***** INPUT MATERIAL

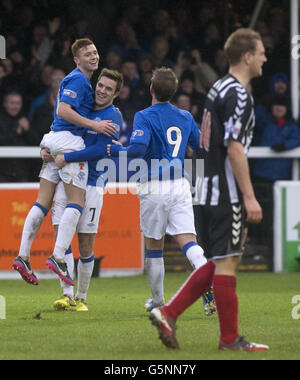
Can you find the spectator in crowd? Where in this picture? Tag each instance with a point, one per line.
(145, 64)
(42, 117)
(14, 131)
(61, 55)
(113, 59)
(160, 51)
(39, 84)
(278, 130)
(203, 75)
(57, 76)
(130, 72)
(220, 64)
(126, 41)
(279, 85)
(141, 96)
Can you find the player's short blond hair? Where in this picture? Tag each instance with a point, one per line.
(240, 42)
(78, 44)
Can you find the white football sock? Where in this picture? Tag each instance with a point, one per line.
(84, 272)
(68, 290)
(155, 269)
(32, 225)
(195, 255)
(66, 231)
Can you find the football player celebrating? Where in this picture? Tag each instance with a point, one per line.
(227, 198)
(74, 103)
(160, 135)
(107, 89)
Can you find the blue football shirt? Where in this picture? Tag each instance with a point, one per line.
(96, 144)
(75, 90)
(166, 131)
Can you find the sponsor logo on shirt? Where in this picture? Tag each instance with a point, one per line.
(70, 93)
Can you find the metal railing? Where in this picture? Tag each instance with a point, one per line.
(255, 152)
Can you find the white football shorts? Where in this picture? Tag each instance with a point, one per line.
(75, 172)
(89, 219)
(166, 208)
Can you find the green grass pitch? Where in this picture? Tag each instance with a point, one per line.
(117, 327)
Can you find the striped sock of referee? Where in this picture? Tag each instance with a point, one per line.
(155, 270)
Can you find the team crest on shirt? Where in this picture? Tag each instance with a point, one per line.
(70, 93)
(137, 133)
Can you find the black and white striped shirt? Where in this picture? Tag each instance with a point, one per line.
(228, 115)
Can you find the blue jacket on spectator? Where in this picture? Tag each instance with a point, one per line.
(279, 134)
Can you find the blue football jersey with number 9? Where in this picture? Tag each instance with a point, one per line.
(166, 131)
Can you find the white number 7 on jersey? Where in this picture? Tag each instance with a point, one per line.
(177, 142)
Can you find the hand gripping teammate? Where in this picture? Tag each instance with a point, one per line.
(226, 133)
(160, 135)
(74, 103)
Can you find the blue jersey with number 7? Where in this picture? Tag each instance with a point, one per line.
(166, 131)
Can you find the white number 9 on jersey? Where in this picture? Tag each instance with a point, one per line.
(177, 141)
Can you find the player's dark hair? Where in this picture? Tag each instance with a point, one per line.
(113, 75)
(240, 42)
(164, 83)
(78, 44)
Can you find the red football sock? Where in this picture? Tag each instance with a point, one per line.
(227, 306)
(195, 286)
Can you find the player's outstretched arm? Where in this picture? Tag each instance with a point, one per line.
(66, 112)
(240, 167)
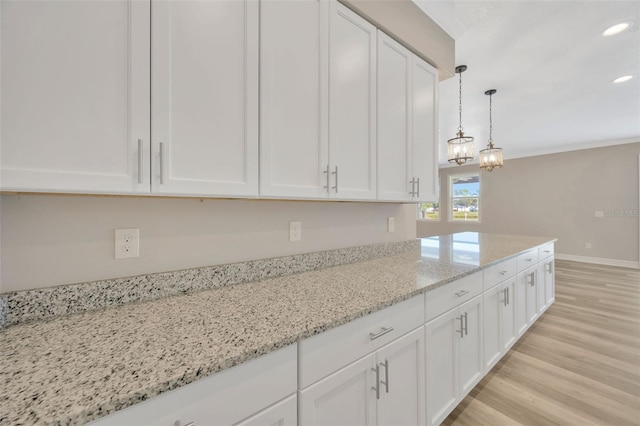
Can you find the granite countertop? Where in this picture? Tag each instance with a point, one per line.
(76, 368)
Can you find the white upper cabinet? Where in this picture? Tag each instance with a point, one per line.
(394, 120)
(407, 124)
(352, 101)
(317, 123)
(293, 98)
(75, 96)
(424, 135)
(204, 100)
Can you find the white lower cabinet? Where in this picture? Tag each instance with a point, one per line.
(284, 413)
(499, 322)
(263, 387)
(453, 358)
(549, 282)
(382, 388)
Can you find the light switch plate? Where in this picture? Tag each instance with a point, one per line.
(295, 231)
(391, 224)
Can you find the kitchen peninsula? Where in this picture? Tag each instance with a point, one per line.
(81, 367)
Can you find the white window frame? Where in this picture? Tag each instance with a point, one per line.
(451, 197)
(436, 201)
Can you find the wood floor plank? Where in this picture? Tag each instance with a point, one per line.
(579, 364)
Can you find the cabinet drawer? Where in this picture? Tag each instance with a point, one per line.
(527, 259)
(224, 398)
(450, 295)
(325, 353)
(545, 251)
(497, 273)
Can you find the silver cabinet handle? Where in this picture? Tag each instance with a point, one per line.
(374, 336)
(161, 163)
(336, 173)
(466, 325)
(462, 293)
(377, 386)
(326, 172)
(140, 161)
(386, 375)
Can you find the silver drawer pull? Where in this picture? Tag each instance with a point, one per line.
(377, 386)
(385, 364)
(374, 336)
(140, 161)
(462, 293)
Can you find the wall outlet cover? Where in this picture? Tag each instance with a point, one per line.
(127, 243)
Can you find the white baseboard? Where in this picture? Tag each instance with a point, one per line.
(599, 260)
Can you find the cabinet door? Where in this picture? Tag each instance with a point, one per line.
(508, 317)
(494, 302)
(549, 282)
(471, 364)
(401, 365)
(394, 120)
(75, 96)
(531, 282)
(424, 134)
(352, 103)
(442, 340)
(293, 99)
(540, 287)
(284, 413)
(205, 97)
(520, 301)
(344, 398)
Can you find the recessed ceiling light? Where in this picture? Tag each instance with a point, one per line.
(623, 79)
(617, 28)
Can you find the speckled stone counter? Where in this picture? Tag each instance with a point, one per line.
(72, 369)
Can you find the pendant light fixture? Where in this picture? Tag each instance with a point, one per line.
(460, 148)
(490, 158)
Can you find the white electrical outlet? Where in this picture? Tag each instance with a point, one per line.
(127, 243)
(391, 224)
(295, 231)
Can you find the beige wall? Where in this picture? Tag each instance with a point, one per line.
(557, 195)
(52, 240)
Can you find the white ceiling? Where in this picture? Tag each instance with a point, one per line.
(553, 71)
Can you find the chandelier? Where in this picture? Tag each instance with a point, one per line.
(460, 148)
(490, 157)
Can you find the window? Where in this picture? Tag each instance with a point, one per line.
(464, 191)
(429, 211)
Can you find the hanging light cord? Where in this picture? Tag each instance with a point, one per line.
(490, 122)
(460, 103)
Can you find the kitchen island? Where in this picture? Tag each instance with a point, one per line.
(77, 368)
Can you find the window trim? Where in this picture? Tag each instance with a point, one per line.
(451, 197)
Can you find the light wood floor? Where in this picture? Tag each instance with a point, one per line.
(579, 364)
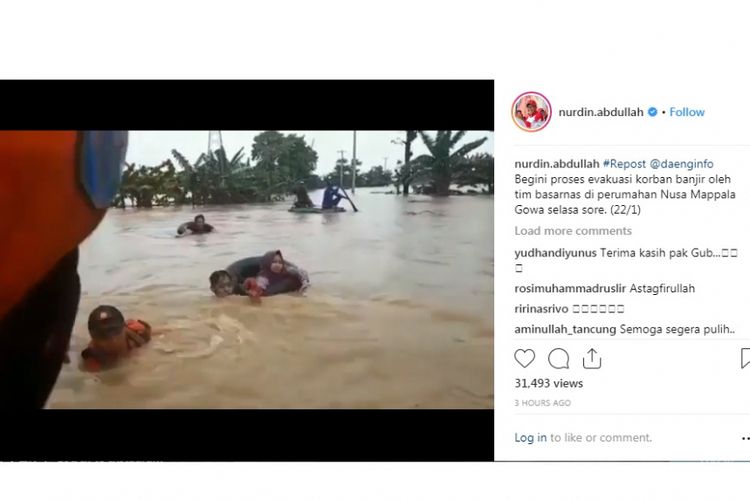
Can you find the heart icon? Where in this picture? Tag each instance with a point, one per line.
(525, 357)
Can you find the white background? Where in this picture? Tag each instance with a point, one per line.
(678, 390)
(589, 52)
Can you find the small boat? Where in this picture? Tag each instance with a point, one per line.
(317, 210)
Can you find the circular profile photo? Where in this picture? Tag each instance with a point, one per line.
(531, 111)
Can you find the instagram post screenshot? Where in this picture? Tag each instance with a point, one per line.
(340, 278)
(622, 318)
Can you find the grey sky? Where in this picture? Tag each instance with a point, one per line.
(152, 147)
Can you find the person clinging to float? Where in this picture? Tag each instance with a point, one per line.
(276, 276)
(233, 280)
(197, 226)
(112, 338)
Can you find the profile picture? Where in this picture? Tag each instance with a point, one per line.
(531, 111)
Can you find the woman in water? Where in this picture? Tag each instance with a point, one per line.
(198, 226)
(270, 275)
(276, 276)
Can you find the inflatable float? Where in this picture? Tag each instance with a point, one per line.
(317, 210)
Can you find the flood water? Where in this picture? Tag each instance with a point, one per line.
(399, 314)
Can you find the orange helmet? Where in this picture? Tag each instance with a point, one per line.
(55, 187)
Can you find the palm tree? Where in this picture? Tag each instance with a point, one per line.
(441, 164)
(477, 170)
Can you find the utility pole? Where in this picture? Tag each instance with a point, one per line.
(354, 162)
(341, 167)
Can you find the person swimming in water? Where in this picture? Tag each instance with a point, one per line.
(331, 196)
(234, 279)
(303, 199)
(112, 338)
(276, 276)
(198, 226)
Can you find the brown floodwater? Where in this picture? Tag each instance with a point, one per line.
(399, 314)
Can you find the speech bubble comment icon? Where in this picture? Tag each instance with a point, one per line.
(524, 357)
(744, 357)
(559, 359)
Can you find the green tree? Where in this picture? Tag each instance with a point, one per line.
(375, 177)
(404, 174)
(443, 163)
(477, 170)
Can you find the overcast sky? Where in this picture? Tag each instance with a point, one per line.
(152, 147)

**********

* [PROBLEM STATEMENT]
Rewrite every line of the rows above as a JSON list of strings, one string per line, with blank lines dropped and the pictures left out.

* [CORRECT OUTPUT]
[
  "Can you find the spectator in crowd? Where in this picture? Tag each instance with a point, one per line.",
  "(145, 64)",
  "(42, 117)",
  "(14, 131)",
  "(61, 55)",
  "(113, 59)",
  "(160, 51)",
  "(39, 84)",
  "(278, 130)",
  "(203, 75)",
  "(57, 76)",
  "(130, 72)",
  "(220, 64)",
  "(126, 41)",
  "(279, 85)",
  "(141, 96)",
  "Can you find the player's short blond hair? Where in this picture? Tag each instance with a point, one per line.",
  "(240, 42)",
  "(78, 44)",
  "Can you find the white football sock? Where in this picture? Tag each instance with a point, one per line.",
  "(84, 272)",
  "(68, 290)",
  "(155, 269)",
  "(32, 225)",
  "(195, 255)",
  "(66, 231)",
  "Can you find the football player celebrating? Where in this picture? Tag each instance with a point, one per line.",
  "(227, 198)",
  "(74, 103)",
  "(160, 135)",
  "(107, 89)",
  "Can you find the blue football shirt? Where in this picture? Tag each instance with a point, one per line.",
  "(96, 144)",
  "(75, 90)",
  "(166, 131)",
  "Can you find the sponsor logo on shirt? Where in this picture? Tag each instance with a point, one per line.",
  "(70, 93)",
  "Can you find the metal railing? Where in this picture? Tag each instance with a point, one per line.",
  "(255, 152)",
  "Can you find the white football shorts? Where in this picture? Tag each instance with a point, one per line.",
  "(75, 172)",
  "(89, 219)",
  "(166, 208)",
  "Can you find the green grass pitch? Where in this picture? Tag each instance with a point, one per line.",
  "(117, 327)",
  "Can you find the striped sock of referee? Where in this picture? Tag each instance with a point, one per line.",
  "(155, 270)",
  "Can you find the team crest on shirt? Where in this picture? Tag each instance with a point, one per line.",
  "(70, 93)",
  "(137, 133)",
  "Can you find the black and white striped shirt? Where in this picture? Tag each instance with a point, one per line.",
  "(228, 115)",
  "Can you find the blue jacket on spectator? Where in this picture? Tag each instance with a point, one per line.",
  "(279, 134)",
  "Can you find the blue football jersey with number 9? Where in this picture? Tag each instance with a point, one per line.",
  "(166, 131)",
  "Can you find the white number 7 on jersey? Where in this picture? Tag each instance with a point, one per line.",
  "(177, 142)",
  "Can you find the hand gripping teammate? Where in this picture? Tag each instance with a point, one per line.",
  "(226, 133)",
  "(160, 135)",
  "(74, 103)",
  "Can you find the blue jersey with number 7? Where in this picture? Tag each instance with a point, one per line.",
  "(166, 131)",
  "Can you find the white number 9 on jersey? Where in this picture? Tag each instance with a point, one per line.",
  "(177, 141)",
  "Can you find the player's dark hair? Where in this picture? Tag each instance with a point, one per line.",
  "(113, 75)",
  "(240, 42)",
  "(164, 83)",
  "(78, 44)",
  "Can you find the red football sock? Where in this picture? Tag each instance with a point, one per line.",
  "(227, 306)",
  "(195, 286)",
  "Can you find the player's outstretched arm? Where in this picture? Tag each instance with a point, one per line.",
  "(66, 112)",
  "(240, 167)",
  "Can you find the granite countertop? Where in this picture? Tag each instance with a point, one per line.",
  "(76, 368)",
  "Can you find the white upper cabinet? Where in this picture? Tag each instance with a point, one per line.",
  "(394, 120)",
  "(407, 124)",
  "(352, 101)",
  "(317, 123)",
  "(293, 98)",
  "(75, 96)",
  "(424, 135)",
  "(204, 100)",
  "Can you find the white lower cabinet? Where in this picture? Tag each instance with a point, one per line.",
  "(284, 413)",
  "(499, 322)",
  "(263, 387)",
  "(453, 358)",
  "(549, 282)",
  "(382, 388)",
  "Can you find the light switch plate? Where in this picture? Tag each instance with a point, one per line.",
  "(295, 231)",
  "(391, 224)",
  "Can you find the kitchen peninsula? Where in this picture? Tag each instance with a point, one per line.",
  "(81, 367)",
  "Can you find the white window frame? Where in this picture? Tag each instance with a point, one per line.",
  "(451, 197)",
  "(436, 201)",
  "Can you find the wood floor plank? Where in this picture? Tag each instance with a point, one per line.",
  "(579, 364)",
  "Can you find the cabinet drawer? Where in this picture? Tag each instance with a point, one per line.",
  "(527, 259)",
  "(224, 398)",
  "(450, 295)",
  "(325, 353)",
  "(545, 251)",
  "(497, 273)",
  "Can you find the silver cabinet handle? Where in this picture? Tag each instance with a point, one per line.",
  "(374, 336)",
  "(161, 163)",
  "(336, 173)",
  "(466, 325)",
  "(462, 293)",
  "(377, 386)",
  "(326, 172)",
  "(140, 161)",
  "(386, 375)",
  "Can you find the silver drawer pull? Where in this picture? Tag each instance with a point, one per line.",
  "(377, 386)",
  "(385, 364)",
  "(374, 336)",
  "(140, 161)",
  "(462, 293)",
  "Can you find the wall outlet cover? Where in this picture? Tag each instance with a point, one per line.",
  "(127, 243)",
  "Can you find the white baseboard? Where in this picture? Tag each instance with a point, one per line.",
  "(599, 260)",
  "Can you find the cabinet door? Where in this picture? Tag each instance with a point, one per line.",
  "(508, 317)",
  "(494, 302)",
  "(549, 282)",
  "(471, 364)",
  "(401, 365)",
  "(394, 120)",
  "(75, 96)",
  "(531, 282)",
  "(424, 134)",
  "(352, 103)",
  "(442, 340)",
  "(293, 99)",
  "(540, 287)",
  "(284, 413)",
  "(205, 97)",
  "(520, 301)",
  "(344, 398)",
  "Can you find the recessed ceiling light? Where in this picture? Tag each instance with a point, one per line.",
  "(623, 79)",
  "(617, 28)",
  "Can you find the speckled stone counter? Where in this picture? Tag each instance with a point, one per line.",
  "(72, 369)",
  "Can you find the pendant light fixture? Where in this picture? Tag each instance with a point, one per line.",
  "(460, 148)",
  "(490, 158)",
  "Can you find the white electrical outlet? Where in this picture? Tag each instance with a point, one per line.",
  "(127, 243)",
  "(391, 224)",
  "(295, 231)",
  "Can you find the beige wall? Where in this picture? Tag each instance with a point, one per line.",
  "(557, 195)",
  "(52, 240)",
  "Can you find the white ceiling? Where in this picture? Tag each instance with a point, one per line.",
  "(553, 71)",
  "Can you find the chandelier? Where in this picture? Tag each instance with a point, one per line.",
  "(460, 148)",
  "(490, 157)",
  "Can you find the window? Where in this picture? Tag each instance with a point, one per line.",
  "(464, 191)",
  "(429, 211)",
  "Can you find the hanging light cord? Where in this picture? Tag each instance with a point, one per line.",
  "(490, 122)",
  "(460, 103)",
  "Can you find the kitchen island? Where in this picture? Tag each instance with a point, one per line.",
  "(77, 368)",
  "Can you find the window trim? Where in this picture? Tag each instance with a point, one per line.",
  "(451, 197)",
  "Can you find the light wood floor? Where in this picture? Tag each instance with a point, one per line.",
  "(579, 364)",
  "Can you find the heart icon? Where in this picture? Tag each instance with a point, one per line.",
  "(525, 357)",
  "Can you find the white background? Where in this picture? Tag each instance with a point, one per line.",
  "(678, 390)",
  "(589, 52)",
  "Can you find the small boat? Where in this picture? Tag each instance with a point, one per line.",
  "(317, 210)",
  "Can you find the circular profile photo? Where in this picture? Tag each instance with a point, one per line.",
  "(531, 111)",
  "Can you find the instagram post screenshot? Where in this picture? Tag each instance with a point, one per line.",
  "(340, 278)",
  "(622, 318)",
  "Can you find the grey sky? Where in this picture? Tag each instance with a point, one per line.",
  "(152, 147)",
  "Can you find the person clinging to float? Where in this picture? Tag each instance with a point, one per line.",
  "(276, 276)",
  "(233, 280)",
  "(197, 226)",
  "(112, 338)",
  "Can you find the profile picture? Where in this picture? Tag each instance with a point, one per line.",
  "(531, 111)",
  "Can you find the woman in water? Where in this picture? Tag each instance with a point, one per line.",
  "(198, 226)",
  "(270, 275)",
  "(276, 276)",
  "Can you find the inflatable float? Where in this picture? Tag each instance with a point, one per line.",
  "(317, 210)",
  "Can you find the flood water? Where in this picture? Tag each instance with a point, one per line.",
  "(399, 314)",
  "Can you find the orange helmet? Where in this picture? Tag each instance with a point, one per line.",
  "(55, 187)",
  "Can you find the palm tree? Where in this picture? Tag each instance with a point, one per line.",
  "(441, 164)",
  "(477, 170)",
  "Can you find the utility pole? Where in this picture? Tag each instance with a point, one per line.",
  "(354, 162)",
  "(341, 167)",
  "Can you find the person swimming in water? Where in this picture? Tag each instance with a point, one per line.",
  "(331, 196)",
  "(234, 279)",
  "(303, 199)",
  "(112, 338)",
  "(276, 276)",
  "(198, 226)",
  "Can you find the brown floodwater? Where in this picture? Tag each instance with a point, one per line.",
  "(399, 314)",
  "Can you find the speech bubble comment icon? Where in this picture? Tag each instance with a point, one per line.",
  "(524, 357)",
  "(744, 357)",
  "(559, 359)",
  "Can you find the green tree? Where in this picture? Tag each instance with a point, one per line.",
  "(375, 177)",
  "(404, 174)",
  "(443, 163)",
  "(477, 170)",
  "Can you find the overcast sky? Where in this picture? Tag each instance with a point, one per line.",
  "(152, 147)"
]